# [PROBLEM DETAILS]
Copy every line of the records below word for word, and leave the pictures out of your copy.
►
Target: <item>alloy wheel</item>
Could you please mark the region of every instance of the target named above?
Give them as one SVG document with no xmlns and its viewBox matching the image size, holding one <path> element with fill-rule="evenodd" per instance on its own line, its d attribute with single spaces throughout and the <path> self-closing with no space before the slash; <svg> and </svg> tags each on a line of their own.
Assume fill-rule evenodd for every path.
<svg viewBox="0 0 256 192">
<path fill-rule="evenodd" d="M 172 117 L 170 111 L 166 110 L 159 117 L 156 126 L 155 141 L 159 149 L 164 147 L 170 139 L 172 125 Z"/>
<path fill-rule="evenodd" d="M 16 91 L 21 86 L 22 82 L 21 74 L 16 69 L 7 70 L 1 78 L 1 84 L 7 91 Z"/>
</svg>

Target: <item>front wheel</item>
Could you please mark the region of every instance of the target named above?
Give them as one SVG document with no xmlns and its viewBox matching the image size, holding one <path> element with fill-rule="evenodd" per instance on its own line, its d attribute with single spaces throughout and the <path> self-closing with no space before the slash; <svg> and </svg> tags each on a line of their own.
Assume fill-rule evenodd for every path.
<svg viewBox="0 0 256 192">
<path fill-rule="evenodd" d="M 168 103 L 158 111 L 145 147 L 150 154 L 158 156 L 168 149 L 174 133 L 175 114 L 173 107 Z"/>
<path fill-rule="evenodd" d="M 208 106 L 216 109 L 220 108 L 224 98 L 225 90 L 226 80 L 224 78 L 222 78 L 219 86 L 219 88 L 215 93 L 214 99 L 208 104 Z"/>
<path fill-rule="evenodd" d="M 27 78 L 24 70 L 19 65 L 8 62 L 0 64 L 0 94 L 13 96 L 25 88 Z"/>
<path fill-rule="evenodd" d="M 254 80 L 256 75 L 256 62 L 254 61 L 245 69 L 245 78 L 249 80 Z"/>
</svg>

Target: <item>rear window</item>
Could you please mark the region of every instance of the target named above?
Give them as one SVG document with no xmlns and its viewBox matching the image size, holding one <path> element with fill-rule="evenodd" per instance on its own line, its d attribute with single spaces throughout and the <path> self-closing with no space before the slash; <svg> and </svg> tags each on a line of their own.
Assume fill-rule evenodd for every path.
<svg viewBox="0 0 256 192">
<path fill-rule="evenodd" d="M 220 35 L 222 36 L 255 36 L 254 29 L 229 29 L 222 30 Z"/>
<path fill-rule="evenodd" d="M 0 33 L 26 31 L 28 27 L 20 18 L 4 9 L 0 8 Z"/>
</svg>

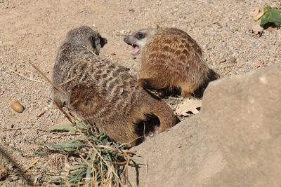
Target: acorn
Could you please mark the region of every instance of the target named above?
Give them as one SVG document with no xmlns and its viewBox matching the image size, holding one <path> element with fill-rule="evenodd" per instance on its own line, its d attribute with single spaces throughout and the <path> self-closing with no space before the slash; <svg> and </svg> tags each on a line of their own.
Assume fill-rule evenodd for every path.
<svg viewBox="0 0 281 187">
<path fill-rule="evenodd" d="M 12 104 L 11 104 L 11 108 L 18 113 L 22 113 L 25 109 L 23 106 L 18 101 L 14 101 L 13 102 L 12 102 Z"/>
</svg>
◄
# [RESULT FOR THIS EXERCISE]
Target: <item>alloy wheel</item>
Could you please mark the region of every instance of the target named above?
Give them as one SVG document with no xmlns and its viewBox matching the image size, holding one <path> element with fill-rule="evenodd" per instance on its own line, its d attribute with single spaces throughout and the <path> self-closing with no space before the slash; <svg> and </svg> tags each on a line of their own.
Assume fill-rule evenodd for every path.
<svg viewBox="0 0 256 192">
<path fill-rule="evenodd" d="M 172 117 L 170 111 L 166 110 L 159 117 L 156 126 L 155 141 L 159 149 L 164 147 L 170 139 L 172 125 Z"/>
<path fill-rule="evenodd" d="M 16 91 L 21 86 L 22 82 L 21 74 L 16 69 L 7 70 L 1 78 L 1 84 L 7 91 Z"/>
</svg>

Target: <item>front wheel</item>
Could you please mark the region of every instance of the target named above?
Give them as one SVG document with no xmlns and its viewBox matching the image size, holding one <path> element with fill-rule="evenodd" per instance on its own line, its d attribute with single spaces throughout and the <path> self-closing with no space before the slash; <svg> and </svg> tags each on a line of their own.
Assume fill-rule evenodd for every path.
<svg viewBox="0 0 256 192">
<path fill-rule="evenodd" d="M 168 103 L 158 111 L 145 147 L 150 154 L 158 156 L 168 149 L 174 133 L 175 114 L 173 107 Z"/>
<path fill-rule="evenodd" d="M 208 106 L 216 109 L 220 108 L 224 98 L 225 90 L 226 80 L 224 78 L 222 78 L 219 86 L 219 88 L 215 93 L 214 99 L 208 104 Z"/>
<path fill-rule="evenodd" d="M 27 78 L 24 70 L 19 65 L 8 62 L 0 64 L 0 94 L 13 96 L 25 88 Z"/>
<path fill-rule="evenodd" d="M 254 80 L 256 75 L 256 62 L 254 61 L 245 69 L 245 78 L 249 80 Z"/>
</svg>

Target: <item>rear window</item>
Could you please mark the region of every instance of the target named above?
Give them as one SVG document with no xmlns and its viewBox matching the image size, holding one <path> element with fill-rule="evenodd" per instance on its own line, its d attribute with single spaces throughout and the <path> self-closing with no space before the slash; <svg> and </svg> tags each on a line of their own.
Assume fill-rule evenodd for every path.
<svg viewBox="0 0 256 192">
<path fill-rule="evenodd" d="M 220 35 L 222 36 L 255 36 L 254 29 L 229 29 L 222 30 Z"/>
<path fill-rule="evenodd" d="M 0 33 L 26 31 L 28 27 L 20 18 L 4 9 L 0 8 Z"/>
</svg>

Target: acorn
Could you please mark the region of every instance of the target named above?
Give them as one SVG document with no xmlns and its viewBox matching the image size, holding one <path> element with fill-rule="evenodd" per instance on its own line, its d attribute with single spaces throughout and the <path> self-closing with no space before the slash; <svg> and </svg> tags each on a line of their own.
Assume fill-rule evenodd for every path.
<svg viewBox="0 0 281 187">
<path fill-rule="evenodd" d="M 12 104 L 11 104 L 11 108 L 18 113 L 22 113 L 25 109 L 23 106 L 18 101 L 14 101 L 13 102 L 12 102 Z"/>
</svg>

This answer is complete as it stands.